**Written request:** Convert everything from the beginning of the material down to and including the line containing "234], [317, 234]]" into a JSON list of strings, one string per line, with blank lines omitted.

[Dataset records]
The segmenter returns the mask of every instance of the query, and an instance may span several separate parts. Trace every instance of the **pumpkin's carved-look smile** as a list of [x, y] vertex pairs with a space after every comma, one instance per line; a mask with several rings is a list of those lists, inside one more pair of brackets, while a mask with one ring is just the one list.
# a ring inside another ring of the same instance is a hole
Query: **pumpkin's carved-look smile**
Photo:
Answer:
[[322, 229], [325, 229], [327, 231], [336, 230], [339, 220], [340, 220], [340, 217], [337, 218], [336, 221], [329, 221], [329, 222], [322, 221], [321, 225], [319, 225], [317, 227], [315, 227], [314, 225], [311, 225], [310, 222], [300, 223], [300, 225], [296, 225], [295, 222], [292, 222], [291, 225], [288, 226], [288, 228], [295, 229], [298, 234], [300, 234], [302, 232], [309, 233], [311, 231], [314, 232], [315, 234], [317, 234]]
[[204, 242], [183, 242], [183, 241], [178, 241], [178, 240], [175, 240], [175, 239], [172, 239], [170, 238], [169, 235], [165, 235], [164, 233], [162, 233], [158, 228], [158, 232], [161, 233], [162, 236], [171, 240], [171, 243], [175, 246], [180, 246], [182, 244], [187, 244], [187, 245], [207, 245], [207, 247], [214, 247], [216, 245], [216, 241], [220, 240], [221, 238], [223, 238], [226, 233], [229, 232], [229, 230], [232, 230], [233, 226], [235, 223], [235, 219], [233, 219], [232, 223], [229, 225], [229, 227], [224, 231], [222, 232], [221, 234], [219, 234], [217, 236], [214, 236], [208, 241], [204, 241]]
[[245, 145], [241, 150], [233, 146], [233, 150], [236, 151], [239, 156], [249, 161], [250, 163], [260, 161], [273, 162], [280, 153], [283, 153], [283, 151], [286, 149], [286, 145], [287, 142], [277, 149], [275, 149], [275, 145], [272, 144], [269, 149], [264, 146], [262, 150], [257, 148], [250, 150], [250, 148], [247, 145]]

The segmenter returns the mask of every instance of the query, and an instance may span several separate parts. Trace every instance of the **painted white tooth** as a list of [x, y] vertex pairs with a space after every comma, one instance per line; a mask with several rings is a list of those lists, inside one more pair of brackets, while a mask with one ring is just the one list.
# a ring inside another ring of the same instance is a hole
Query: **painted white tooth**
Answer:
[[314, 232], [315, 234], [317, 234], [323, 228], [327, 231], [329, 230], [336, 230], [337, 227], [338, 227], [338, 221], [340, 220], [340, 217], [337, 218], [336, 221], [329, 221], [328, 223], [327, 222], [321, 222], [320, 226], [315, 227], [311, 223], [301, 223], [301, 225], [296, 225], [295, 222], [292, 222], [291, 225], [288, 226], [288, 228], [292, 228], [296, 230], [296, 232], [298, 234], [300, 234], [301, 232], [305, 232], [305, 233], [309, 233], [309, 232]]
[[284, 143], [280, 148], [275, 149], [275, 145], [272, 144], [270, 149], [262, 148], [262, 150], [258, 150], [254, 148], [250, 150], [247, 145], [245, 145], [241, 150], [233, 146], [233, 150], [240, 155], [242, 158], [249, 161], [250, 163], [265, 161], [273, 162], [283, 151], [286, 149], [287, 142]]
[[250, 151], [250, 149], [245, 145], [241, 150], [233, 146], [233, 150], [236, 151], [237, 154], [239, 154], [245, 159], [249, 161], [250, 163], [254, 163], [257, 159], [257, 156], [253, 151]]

**Solution for this exercise:**
[
  "The segmenter returns the mask of every instance of the query, and an instance may span several separate parts. Trace every instance of the **pumpkin's carved-look smile** as a list of [x, y] vertex pairs with a space after every comma, one instance per line; a mask with several rings is a list of those lists, inside one more pair of brackets, while a mask with one ring is just the one list.",
  "# a ring inside another ring of the same instance is a hole",
  "Query: **pumpkin's carved-look smile**",
  "Photo:",
  "Answer:",
  "[[322, 229], [325, 229], [327, 231], [336, 230], [339, 220], [340, 220], [340, 217], [337, 218], [336, 221], [329, 221], [329, 222], [322, 221], [321, 225], [319, 225], [317, 227], [315, 227], [314, 225], [311, 225], [310, 222], [300, 223], [300, 225], [296, 225], [295, 222], [292, 222], [291, 225], [288, 226], [288, 228], [295, 229], [298, 234], [300, 234], [302, 232], [309, 233], [311, 231], [314, 232], [315, 234], [317, 234]]"
]